#### WHAT YOU HAVE TO DO
Copy out the data below, putting "points" wherever "pts" appears and keeping every other line unchanged.

#### AVAILABLE DATA
-=-=-

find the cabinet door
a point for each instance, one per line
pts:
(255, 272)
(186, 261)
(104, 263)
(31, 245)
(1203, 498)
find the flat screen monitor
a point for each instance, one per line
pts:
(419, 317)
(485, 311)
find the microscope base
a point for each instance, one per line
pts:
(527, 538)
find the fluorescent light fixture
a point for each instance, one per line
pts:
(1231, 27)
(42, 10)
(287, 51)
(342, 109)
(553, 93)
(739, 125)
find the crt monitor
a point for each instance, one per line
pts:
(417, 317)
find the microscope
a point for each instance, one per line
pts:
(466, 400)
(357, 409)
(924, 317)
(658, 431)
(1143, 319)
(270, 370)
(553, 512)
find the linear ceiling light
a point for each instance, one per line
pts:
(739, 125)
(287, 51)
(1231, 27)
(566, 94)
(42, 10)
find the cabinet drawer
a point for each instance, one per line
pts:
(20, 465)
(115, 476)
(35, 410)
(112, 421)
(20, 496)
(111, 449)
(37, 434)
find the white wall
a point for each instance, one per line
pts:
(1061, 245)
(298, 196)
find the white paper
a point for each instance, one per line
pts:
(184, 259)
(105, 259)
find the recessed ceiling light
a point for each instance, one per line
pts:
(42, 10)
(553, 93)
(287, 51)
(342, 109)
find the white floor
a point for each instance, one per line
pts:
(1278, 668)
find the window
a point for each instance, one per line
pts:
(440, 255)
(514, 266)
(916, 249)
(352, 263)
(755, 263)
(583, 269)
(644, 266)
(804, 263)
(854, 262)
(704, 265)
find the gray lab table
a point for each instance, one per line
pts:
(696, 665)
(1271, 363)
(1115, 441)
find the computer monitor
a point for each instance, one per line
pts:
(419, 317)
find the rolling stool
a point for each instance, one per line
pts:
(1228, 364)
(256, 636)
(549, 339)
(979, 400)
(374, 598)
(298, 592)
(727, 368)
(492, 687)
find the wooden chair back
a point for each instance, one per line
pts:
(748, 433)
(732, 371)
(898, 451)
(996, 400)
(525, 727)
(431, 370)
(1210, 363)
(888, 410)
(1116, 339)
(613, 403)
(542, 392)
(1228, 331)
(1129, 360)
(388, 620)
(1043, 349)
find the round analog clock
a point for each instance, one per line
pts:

-=-=-

#### COMPLETED EXERCISE
find the cabinet door
a point for each instance, one per line
points:
(255, 272)
(186, 261)
(104, 263)
(31, 245)
(1203, 498)
find the flat screen monitor
a point for each instance, one per line
points:
(419, 317)
(485, 311)
find the microscope base
a point for each instance, one per line
points:
(527, 538)
find the fluorescent light fixture
a point for each instance, one per line
points:
(1231, 27)
(42, 10)
(287, 51)
(342, 109)
(553, 93)
(739, 125)
find the crt monitor
a point for each instance, one per line
points:
(417, 317)
find the microscope
a point for each instance, one per line
points:
(466, 400)
(357, 409)
(924, 317)
(658, 431)
(1143, 319)
(270, 370)
(553, 512)
find the linear ceiling light
a point for each instance, one per line
points:
(739, 125)
(287, 51)
(1231, 27)
(566, 94)
(42, 10)
find the cabinet drawer
a point for each instance, one per line
points:
(20, 465)
(115, 476)
(35, 410)
(112, 421)
(20, 496)
(111, 449)
(37, 434)
find the white wall
a point for each instance, one per line
points:
(1061, 245)
(298, 196)
find the white paper
a point for each instance, one per line
points:
(184, 259)
(105, 259)
find the recessed ceiling light
a point for each instance, one per line
points:
(42, 10)
(553, 93)
(287, 51)
(342, 109)
find the white floor
a point for each instance, one per line
points:
(1278, 668)
find the window
a point for each instance, one per line
points:
(440, 255)
(514, 266)
(916, 249)
(352, 263)
(755, 263)
(583, 269)
(644, 266)
(804, 263)
(854, 262)
(704, 265)
find the gray lab table
a point for each instance, one per line
points:
(696, 665)
(1271, 363)
(1115, 441)
find the computer monitor
a point for each instance, one per line
points:
(419, 317)
find the rolling stool
a point for each instance, one per line
points:
(1228, 364)
(256, 636)
(549, 339)
(979, 400)
(374, 598)
(298, 592)
(727, 368)
(492, 687)
find the wooden chair back
a point for each instance, one per line
points:
(748, 433)
(732, 371)
(898, 451)
(996, 400)
(525, 727)
(431, 370)
(1210, 363)
(888, 410)
(1116, 339)
(613, 403)
(542, 392)
(1228, 331)
(1129, 360)
(388, 620)
(1043, 349)
find the round analog clock
a point for each instance, one per line
points:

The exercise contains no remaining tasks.